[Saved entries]
........

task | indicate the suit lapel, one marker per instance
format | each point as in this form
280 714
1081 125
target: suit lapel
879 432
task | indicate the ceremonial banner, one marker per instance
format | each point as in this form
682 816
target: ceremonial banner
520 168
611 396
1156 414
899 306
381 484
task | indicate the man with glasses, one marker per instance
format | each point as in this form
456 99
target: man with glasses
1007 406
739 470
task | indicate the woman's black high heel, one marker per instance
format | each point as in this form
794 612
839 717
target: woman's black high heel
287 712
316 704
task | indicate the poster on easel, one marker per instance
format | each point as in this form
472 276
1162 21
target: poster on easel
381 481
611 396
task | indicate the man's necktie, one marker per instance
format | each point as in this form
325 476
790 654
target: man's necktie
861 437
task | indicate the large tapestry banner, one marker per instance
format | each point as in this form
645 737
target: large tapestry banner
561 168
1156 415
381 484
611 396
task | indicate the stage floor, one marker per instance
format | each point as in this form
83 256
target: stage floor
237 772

........

» Problem to solve:
Select all lines with the word "instance" from the entries above.

» Output of the exercise:
task | indicate the suit lapel, one marker per instance
task | indicate the ceremonial banner, one marker per instance
task | indicate the man with glasses, one marker per instance
task | indicate the woman's black high heel, one marker per instance
task | indicate the poster on easel, one marker per instance
task | indicate the man's necktie, one marker per instance
task | indicate the large tapestry banner, one marker per instance
task | indicate the stage floor, one marker per instance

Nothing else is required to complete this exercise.